Your goal: The entries are to be returned exactly, with images left out.

__________________________________________________

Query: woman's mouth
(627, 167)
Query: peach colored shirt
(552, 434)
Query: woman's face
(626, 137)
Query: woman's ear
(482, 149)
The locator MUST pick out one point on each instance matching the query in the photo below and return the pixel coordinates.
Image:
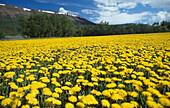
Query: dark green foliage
(42, 25)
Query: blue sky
(112, 11)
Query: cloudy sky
(112, 11)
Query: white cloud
(63, 11)
(42, 1)
(128, 5)
(109, 10)
(87, 11)
(160, 16)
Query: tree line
(43, 25)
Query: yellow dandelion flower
(126, 105)
(151, 104)
(58, 90)
(13, 95)
(55, 95)
(105, 103)
(35, 107)
(121, 86)
(6, 101)
(164, 101)
(89, 100)
(20, 80)
(80, 104)
(2, 97)
(47, 91)
(15, 103)
(72, 99)
(115, 106)
(65, 88)
(135, 104)
(33, 101)
(69, 105)
(68, 83)
(25, 106)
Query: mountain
(9, 16)
(15, 12)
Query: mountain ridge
(14, 12)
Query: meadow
(120, 71)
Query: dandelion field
(127, 71)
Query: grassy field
(120, 71)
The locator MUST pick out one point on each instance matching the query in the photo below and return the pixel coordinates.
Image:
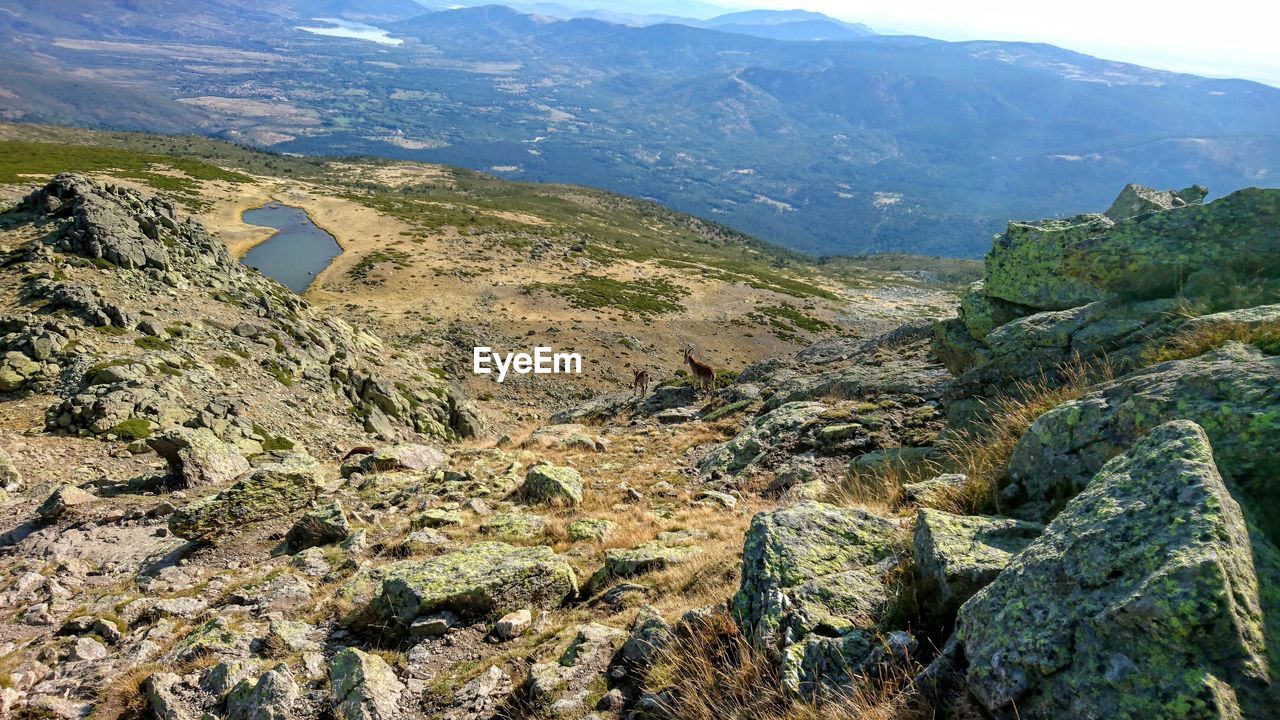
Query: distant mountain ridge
(881, 144)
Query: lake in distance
(298, 250)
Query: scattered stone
(813, 568)
(717, 499)
(87, 648)
(407, 458)
(512, 624)
(590, 529)
(434, 518)
(958, 555)
(197, 458)
(481, 580)
(433, 625)
(937, 491)
(513, 525)
(270, 491)
(64, 500)
(1105, 615)
(364, 687)
(553, 484)
(269, 697)
(323, 525)
(562, 688)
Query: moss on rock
(1141, 600)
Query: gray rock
(561, 689)
(364, 687)
(87, 648)
(64, 500)
(1229, 392)
(553, 484)
(270, 491)
(321, 525)
(958, 555)
(269, 697)
(481, 580)
(813, 566)
(1148, 596)
(197, 458)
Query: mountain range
(836, 146)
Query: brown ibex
(704, 376)
(640, 384)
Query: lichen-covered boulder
(553, 484)
(958, 555)
(270, 491)
(762, 434)
(981, 313)
(364, 687)
(1229, 392)
(320, 525)
(485, 579)
(1141, 600)
(197, 458)
(1187, 250)
(813, 566)
(937, 491)
(63, 501)
(268, 697)
(563, 688)
(511, 525)
(1024, 264)
(648, 557)
(398, 458)
(590, 529)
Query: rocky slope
(859, 528)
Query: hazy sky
(1214, 37)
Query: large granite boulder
(485, 579)
(813, 568)
(958, 555)
(1148, 596)
(553, 484)
(1189, 250)
(562, 689)
(764, 433)
(197, 458)
(1136, 200)
(364, 687)
(1229, 392)
(273, 490)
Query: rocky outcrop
(1146, 597)
(1095, 290)
(1137, 200)
(197, 458)
(958, 555)
(364, 687)
(114, 260)
(553, 484)
(563, 688)
(1229, 392)
(813, 568)
(480, 580)
(274, 488)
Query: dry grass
(713, 673)
(982, 452)
(123, 696)
(1203, 337)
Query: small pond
(352, 30)
(298, 250)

__________________________________________________

Right answer:
Query: woman's mouth
(627, 167)
Query: peach colored shirt
(552, 434)
Query: woman's face
(626, 137)
Query: woman's ear
(482, 149)
The locator MUST pick out one point on each instance matching the query in the photo below and return the pixel coordinates.
Image:
Query: dark green foliage
(42, 25)
Query: blue sky
(112, 11)
Query: cloudy sky
(112, 11)
Query: white cloud
(63, 11)
(42, 1)
(128, 5)
(109, 10)
(87, 11)
(160, 16)
Query: tree line
(43, 25)
Query: yellow dandelion flower
(126, 105)
(151, 104)
(58, 90)
(13, 95)
(55, 95)
(105, 103)
(35, 107)
(121, 86)
(6, 101)
(164, 101)
(89, 100)
(20, 80)
(80, 104)
(2, 97)
(47, 91)
(15, 103)
(72, 99)
(115, 106)
(65, 88)
(135, 104)
(33, 101)
(69, 105)
(68, 83)
(25, 106)
Query: mountain
(9, 16)
(15, 12)
Query: mountain ridge
(14, 12)
Query: meadow
(120, 71)
Query: dandelion field
(127, 71)
Query: grassy field
(120, 71)
The locator MUST pick out one point on each instance matching the query in the photo below and return the pixel coordinates.
Image:
Query: distant mountain ridge
(881, 144)
Query: lake in distance
(298, 250)
Query: scattered stone
(813, 568)
(717, 499)
(87, 648)
(407, 458)
(512, 624)
(590, 529)
(434, 518)
(958, 555)
(197, 458)
(481, 580)
(433, 625)
(937, 491)
(513, 525)
(270, 491)
(64, 500)
(1105, 615)
(364, 687)
(553, 484)
(269, 697)
(323, 525)
(562, 688)
Query: moss on rock
(1141, 600)
Query: gray rock
(561, 689)
(364, 687)
(87, 648)
(64, 500)
(1229, 392)
(553, 484)
(270, 491)
(321, 525)
(958, 555)
(269, 697)
(481, 580)
(813, 566)
(1148, 596)
(197, 458)
Query: mountain range
(836, 146)
Query: brown ibex
(704, 376)
(640, 384)
Query: lichen-covered boulder
(553, 484)
(958, 555)
(270, 491)
(762, 434)
(981, 313)
(364, 687)
(1229, 392)
(320, 525)
(485, 579)
(1141, 600)
(197, 458)
(1187, 250)
(813, 566)
(937, 491)
(63, 501)
(268, 697)
(563, 688)
(511, 525)
(1024, 264)
(648, 557)
(398, 458)
(590, 529)
Query: rocky slope
(859, 528)
Query: hazy sky
(1214, 37)
Query: large granite boulder
(485, 579)
(813, 568)
(958, 555)
(1148, 596)
(553, 484)
(1189, 250)
(562, 689)
(764, 433)
(197, 458)
(1136, 200)
(364, 687)
(1229, 392)
(273, 490)
Query: rocky outcrop
(1146, 597)
(1095, 290)
(1137, 200)
(197, 458)
(958, 555)
(364, 687)
(114, 260)
(553, 484)
(563, 688)
(1229, 392)
(813, 568)
(480, 580)
(274, 488)
Query: dry grass
(713, 673)
(982, 452)
(123, 696)
(1203, 337)
Query: small pond
(352, 30)
(298, 250)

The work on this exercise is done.